Each line that follows is to be retyped exactly.

Records from a dataset
——————————

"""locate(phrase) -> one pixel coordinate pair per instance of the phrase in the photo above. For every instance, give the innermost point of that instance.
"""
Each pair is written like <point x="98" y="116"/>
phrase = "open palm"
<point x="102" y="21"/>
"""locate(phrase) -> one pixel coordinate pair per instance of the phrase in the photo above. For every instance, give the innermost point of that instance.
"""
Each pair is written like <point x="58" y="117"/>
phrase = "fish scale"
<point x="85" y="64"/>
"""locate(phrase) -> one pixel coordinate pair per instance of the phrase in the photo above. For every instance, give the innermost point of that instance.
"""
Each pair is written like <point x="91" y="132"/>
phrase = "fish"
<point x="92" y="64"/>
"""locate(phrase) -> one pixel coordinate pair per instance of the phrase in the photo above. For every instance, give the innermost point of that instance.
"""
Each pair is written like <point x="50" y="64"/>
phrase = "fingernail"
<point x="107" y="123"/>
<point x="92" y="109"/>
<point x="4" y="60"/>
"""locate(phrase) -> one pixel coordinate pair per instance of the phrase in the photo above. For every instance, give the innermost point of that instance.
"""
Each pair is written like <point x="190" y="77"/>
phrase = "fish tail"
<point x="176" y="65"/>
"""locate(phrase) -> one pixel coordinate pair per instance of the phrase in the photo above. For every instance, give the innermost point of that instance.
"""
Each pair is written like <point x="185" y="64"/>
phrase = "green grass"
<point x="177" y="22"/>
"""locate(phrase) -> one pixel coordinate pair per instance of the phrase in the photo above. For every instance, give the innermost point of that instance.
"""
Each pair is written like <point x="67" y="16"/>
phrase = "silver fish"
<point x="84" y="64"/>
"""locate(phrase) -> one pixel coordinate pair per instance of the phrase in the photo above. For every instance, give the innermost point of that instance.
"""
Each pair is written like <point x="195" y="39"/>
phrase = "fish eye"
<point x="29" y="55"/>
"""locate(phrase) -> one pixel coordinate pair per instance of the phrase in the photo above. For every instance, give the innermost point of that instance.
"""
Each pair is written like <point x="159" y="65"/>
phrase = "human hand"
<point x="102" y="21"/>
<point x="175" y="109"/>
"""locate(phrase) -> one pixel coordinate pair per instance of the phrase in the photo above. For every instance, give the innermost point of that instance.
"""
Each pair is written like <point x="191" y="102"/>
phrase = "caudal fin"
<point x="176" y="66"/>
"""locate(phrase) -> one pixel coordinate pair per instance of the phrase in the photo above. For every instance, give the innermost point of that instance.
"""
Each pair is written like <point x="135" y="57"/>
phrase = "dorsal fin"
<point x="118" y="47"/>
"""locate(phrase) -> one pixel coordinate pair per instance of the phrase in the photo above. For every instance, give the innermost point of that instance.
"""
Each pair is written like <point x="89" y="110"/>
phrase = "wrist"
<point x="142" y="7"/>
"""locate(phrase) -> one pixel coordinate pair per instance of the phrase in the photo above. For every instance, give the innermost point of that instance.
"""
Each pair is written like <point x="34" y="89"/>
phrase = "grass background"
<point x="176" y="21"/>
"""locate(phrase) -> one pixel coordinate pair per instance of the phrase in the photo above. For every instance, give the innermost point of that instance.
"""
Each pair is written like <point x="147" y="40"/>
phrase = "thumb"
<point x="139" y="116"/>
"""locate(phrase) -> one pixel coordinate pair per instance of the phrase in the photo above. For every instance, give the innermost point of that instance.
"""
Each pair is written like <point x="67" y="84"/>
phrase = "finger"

——————————

## The result
"""locate(phrase) -> one pixel coordinate pair per instance of the phrase in the photo above. For every instance, give the innermost point of that instance.
"""
Each pair is written like <point x="98" y="116"/>
phrase = "open palm"
<point x="102" y="21"/>
"""locate(phrase) -> one pixel coordinate pair per instance of the phrase in the photo above. For every instance, give the innermost point of that instance.
"""
Each pair is written like <point x="58" y="117"/>
phrase = "fish scale"
<point x="85" y="64"/>
"""locate(phrase) -> one pixel coordinate pair per instance of the phrase in the photo above. For every instance, give the innermost point of that instance.
"""
Each pair is written like <point x="91" y="132"/>
phrase = "fish"
<point x="92" y="64"/>
"""locate(phrase) -> one pixel coordinate pair per instance of the phrase in the photo above. For every instance, give the innermost point of that instance.
"""
Each pair is written like <point x="50" y="64"/>
phrase = "fingernail"
<point x="107" y="123"/>
<point x="92" y="109"/>
<point x="4" y="60"/>
"""locate(phrase) -> one pixel coordinate pair per instance of the phrase in the photo above. For every instance, give the innermost point of that instance.
"""
Each pair is written like <point x="190" y="77"/>
phrase = "fish tail"
<point x="176" y="65"/>
"""locate(phrase) -> one pixel coordinate pair per instance of the phrase in the photo above. For every instance, give the innermost point of that instance.
"""
Each pair is written like <point x="185" y="64"/>
phrase = "green grass"
<point x="177" y="22"/>
"""locate(phrase) -> one pixel coordinate pair per instance of the phrase in the photo above. For every instance, give the innermost point of that instance.
"""
Each pair is written like <point x="67" y="16"/>
phrase = "silver fish"
<point x="84" y="64"/>
"""locate(phrase) -> one pixel coordinate pair per instance of the phrase in the photo above. For every instance, give the innermost point of that instance.
"""
Each pair is written like <point x="195" y="39"/>
phrase = "fish eye"
<point x="29" y="55"/>
"""locate(phrase) -> one pixel coordinate pair per instance of the phrase in the photo above. For every instance, give the innermost point of that instance.
"""
Each pair is written like <point x="159" y="65"/>
phrase = "human hand"
<point x="102" y="21"/>
<point x="175" y="109"/>
"""locate(phrase) -> one pixel coordinate pair per instance of the phrase in the photo above. For every instance, give the innermost point of that instance.
"""
Each pair is written like <point x="191" y="102"/>
phrase = "caudal fin"
<point x="176" y="66"/>
"""locate(phrase) -> one pixel coordinate pair per instance of the phrase in the photo above. For every instance, give the innermost point of that instance.
"""
Each pair is written like <point x="135" y="57"/>
phrase = "dorsal fin"
<point x="118" y="47"/>
"""locate(phrase) -> one pixel coordinate pair per instance of the phrase in the photo above. For every instance, give the innermost point of that instance.
"""
Each pair is written like <point x="89" y="110"/>
phrase = "wrist"
<point x="142" y="7"/>
"""locate(phrase) -> one pixel coordinate pair per instance of the phrase in the photo above. For every instance, give the innermost point of that instance.
"""
Each pair is written like <point x="34" y="89"/>
phrase = "grass background"
<point x="176" y="21"/>
"""locate(phrase) -> one pixel coordinate pair per instance of the phrase in the photo above. For every instance, give the innermost point of that instance.
"""
Each pair is written like <point x="147" y="40"/>
phrase = "thumb"
<point x="139" y="116"/>
"""locate(phrase) -> one pixel coordinate pair per instance of the phrase in the photo above. For every instance, give the innermost point of that instance.
"""
Each pair is written like <point x="67" y="84"/>
phrase = "finger"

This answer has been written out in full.